Transcurridos tres lustros desde el inicio del siglo XXI, el espectáculo que brinda el mundo actual es preocupante.
Aquellas iniciales esperanzas de comenzar el milenio con un período de paz, prosperidad y democracia y en el que las rivalidades entre las grandes potencias parecían superadas con la finalización de la Guerra Fría, pronto se desvanecieron ante la irrupción en Oriente Medio de bandas de terroristas y fanáticos cuya consigna no ha sido otra que atacar todo aquello que representa el poder de los Estados Unidos, la nación que lidera lo que se conoce como civilización occidental. Luego de echada la última palada de tierra en la tumba del comunismo y luego de la desaparición de la URSS, las pugnas entre Oriente y Occidente se han encendido con más virulencia que antes. Ya no se lucha por intereses económicos o por controles estratégicos; ahora se lucha por preservar creencias y tradiciones que se consideran amenazadas por una cultura global, por defender originales formas de ver el mundo, por motivos de religión (se mata en nombre de Alá), por odio a otras maneras de ser, pensar y vivir. Se está regresando al etnocentrismo de la tribu, mentalidad que moviliza la horda bárbara.
La intervención norteamericana en Iraq dio al traste la ominosa dictadura de Saddam Hussein. El país se hundió en el caos y de sus madrigueras emergieron los secuaces del odio para acabar con la escasa y triste libertad conseguida. Ahora ha surgido otra oleada de bárbaros, el más violento retoño de Al Qaeda, el autodenominado Estado Islámico (ISIS) que se ha propuesto fundar un califato, entidad arcaica y medieval que trama iniciar una yihad o “guerra santa” contra las prósperas ciudades de Occidente. Émulos de Gengis Kan cometen genocidio, decapitan rehenes.

**Consigna 1**
En el texto sobre el panorama mundial del siglo XXI, ¿qué se ha propuesto fundar el autodenominado Estado Islámico?
**Consigna 2**
Retoma el texto sobre el panorama mundial del siglo XXI y prosíguelo a partir de su última oración.
El material no guarda relación alguna con el texto.

**Material proporcionado**
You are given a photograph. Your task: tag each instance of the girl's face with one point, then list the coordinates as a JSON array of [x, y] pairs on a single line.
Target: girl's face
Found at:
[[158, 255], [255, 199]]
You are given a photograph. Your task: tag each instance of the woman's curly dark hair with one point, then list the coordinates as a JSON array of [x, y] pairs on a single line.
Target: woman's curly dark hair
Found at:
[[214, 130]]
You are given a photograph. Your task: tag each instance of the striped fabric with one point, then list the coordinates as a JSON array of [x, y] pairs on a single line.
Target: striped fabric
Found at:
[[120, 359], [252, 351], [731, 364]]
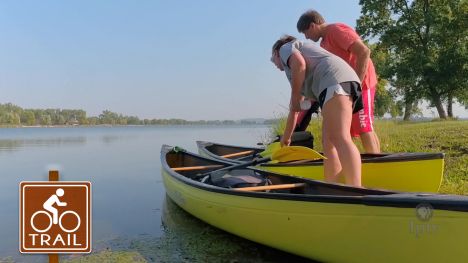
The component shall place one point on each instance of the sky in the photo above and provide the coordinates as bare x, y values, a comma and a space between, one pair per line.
153, 59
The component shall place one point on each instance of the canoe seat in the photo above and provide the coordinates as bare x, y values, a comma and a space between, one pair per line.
237, 178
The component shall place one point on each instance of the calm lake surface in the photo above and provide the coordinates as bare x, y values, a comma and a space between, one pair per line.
133, 221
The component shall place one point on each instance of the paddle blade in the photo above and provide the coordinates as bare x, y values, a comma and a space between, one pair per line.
295, 153
270, 149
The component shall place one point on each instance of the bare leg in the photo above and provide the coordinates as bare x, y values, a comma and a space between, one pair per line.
337, 115
370, 142
332, 165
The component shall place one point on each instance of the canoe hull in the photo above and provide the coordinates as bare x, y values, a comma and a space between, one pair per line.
408, 176
406, 172
316, 230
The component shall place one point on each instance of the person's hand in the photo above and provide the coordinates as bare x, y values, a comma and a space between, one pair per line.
285, 141
295, 104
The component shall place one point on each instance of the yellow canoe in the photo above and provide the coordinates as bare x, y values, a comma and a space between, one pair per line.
408, 172
321, 221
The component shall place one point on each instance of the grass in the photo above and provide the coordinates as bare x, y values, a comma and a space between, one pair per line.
449, 137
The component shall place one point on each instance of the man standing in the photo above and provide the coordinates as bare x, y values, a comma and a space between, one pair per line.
343, 41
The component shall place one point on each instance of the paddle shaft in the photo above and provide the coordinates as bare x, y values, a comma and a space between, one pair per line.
237, 166
191, 168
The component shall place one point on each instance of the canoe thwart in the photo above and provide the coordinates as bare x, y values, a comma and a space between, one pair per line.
271, 187
237, 154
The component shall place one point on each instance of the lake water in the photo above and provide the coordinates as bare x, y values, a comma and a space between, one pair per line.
132, 219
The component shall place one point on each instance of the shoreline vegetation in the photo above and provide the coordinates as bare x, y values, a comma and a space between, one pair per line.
13, 116
447, 136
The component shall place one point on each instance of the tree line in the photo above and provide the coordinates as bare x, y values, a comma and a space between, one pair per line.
419, 48
13, 115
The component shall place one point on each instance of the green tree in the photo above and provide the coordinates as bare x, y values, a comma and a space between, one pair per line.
28, 117
427, 45
46, 120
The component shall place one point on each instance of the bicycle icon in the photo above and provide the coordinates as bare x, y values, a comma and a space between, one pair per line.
55, 218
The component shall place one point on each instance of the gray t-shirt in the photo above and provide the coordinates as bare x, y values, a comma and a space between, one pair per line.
323, 69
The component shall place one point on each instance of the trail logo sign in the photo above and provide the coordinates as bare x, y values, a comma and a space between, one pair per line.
55, 217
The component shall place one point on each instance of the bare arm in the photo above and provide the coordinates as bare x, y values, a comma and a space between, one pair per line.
298, 68
362, 53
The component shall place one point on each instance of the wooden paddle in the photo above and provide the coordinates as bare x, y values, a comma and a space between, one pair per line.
283, 154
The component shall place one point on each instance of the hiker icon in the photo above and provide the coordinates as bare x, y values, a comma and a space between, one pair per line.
55, 218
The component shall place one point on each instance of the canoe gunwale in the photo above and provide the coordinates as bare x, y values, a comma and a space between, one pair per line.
385, 198
366, 158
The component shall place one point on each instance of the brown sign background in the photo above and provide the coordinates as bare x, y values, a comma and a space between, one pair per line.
77, 195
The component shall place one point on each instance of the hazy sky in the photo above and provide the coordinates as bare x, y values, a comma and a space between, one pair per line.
154, 59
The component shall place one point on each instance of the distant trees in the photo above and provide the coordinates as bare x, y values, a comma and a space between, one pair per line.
14, 115
425, 50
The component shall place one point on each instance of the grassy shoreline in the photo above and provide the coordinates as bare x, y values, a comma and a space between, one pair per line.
449, 137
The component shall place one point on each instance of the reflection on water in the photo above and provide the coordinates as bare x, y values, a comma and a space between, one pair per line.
187, 239
13, 144
132, 221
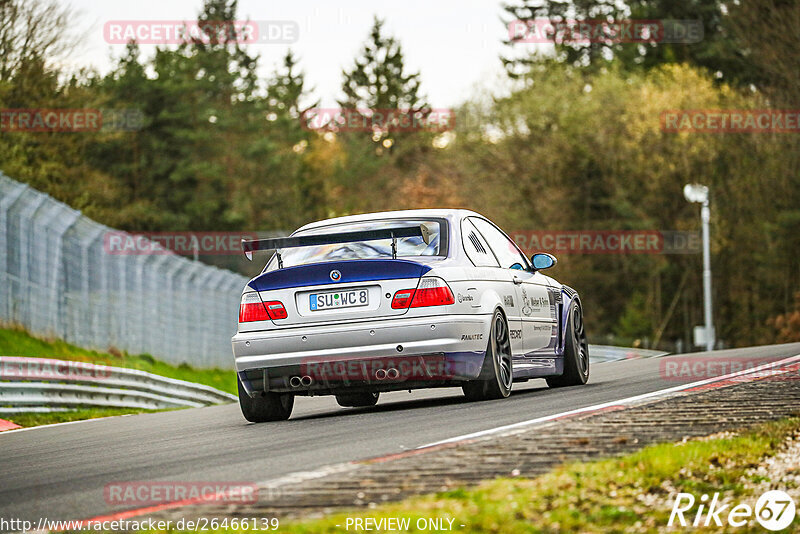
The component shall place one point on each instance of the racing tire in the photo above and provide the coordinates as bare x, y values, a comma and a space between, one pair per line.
576, 351
358, 400
265, 406
494, 381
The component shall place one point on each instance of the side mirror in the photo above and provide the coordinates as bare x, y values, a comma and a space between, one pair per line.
543, 260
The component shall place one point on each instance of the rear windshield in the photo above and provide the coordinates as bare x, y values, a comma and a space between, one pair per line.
407, 247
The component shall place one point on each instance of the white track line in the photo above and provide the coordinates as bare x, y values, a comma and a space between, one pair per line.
626, 401
51, 425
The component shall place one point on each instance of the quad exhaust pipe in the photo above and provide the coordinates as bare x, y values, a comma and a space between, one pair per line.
298, 381
383, 374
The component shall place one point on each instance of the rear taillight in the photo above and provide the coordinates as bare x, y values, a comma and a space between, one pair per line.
430, 292
251, 309
275, 309
402, 299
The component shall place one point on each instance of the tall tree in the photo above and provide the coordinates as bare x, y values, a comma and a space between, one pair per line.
378, 80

**Respuesta 1**
Un califato.

**Respuesta 2**
La historia de la humanidad es un relato en el que, capítulo tras capítulo, se aprecia que nuestro mundo, este gran escenario en el que ella se mueve, es un mundo desarticulado o mejor, acomodado a las ambiciones de los imperios que temporalmente lo han dominado. Lo que está ocurriendo en Iraq no es sino el último episodio de una secular relación de conflictos entre dos civilizaciones, una larga historia de invasiones, guerras y desquites entre Oriente y Occidente. Esta historia comenzó allá, en el siglo V a. C., con las guerras médicas, se sucedieron luego las conquistas de Alejandro Magno, las invasiones islámicas a España, la violencia de las cruzadas, la caída de Constantinopla en poder de los turcos, el acoso de Solimán al Imperio de Carlos V hasta llegar a la invasión norteamericana a Iraq en el 2003. En estos años, Occidente se ha visto acosado, no por un imperio, sino por algo peor y difícil de contrarrestar: la horda bárbara que se filtra, anónima e intangible, por los resquicios de una sociedad abierta y, por ello, inerme que practica la libertad y cree en la democracia.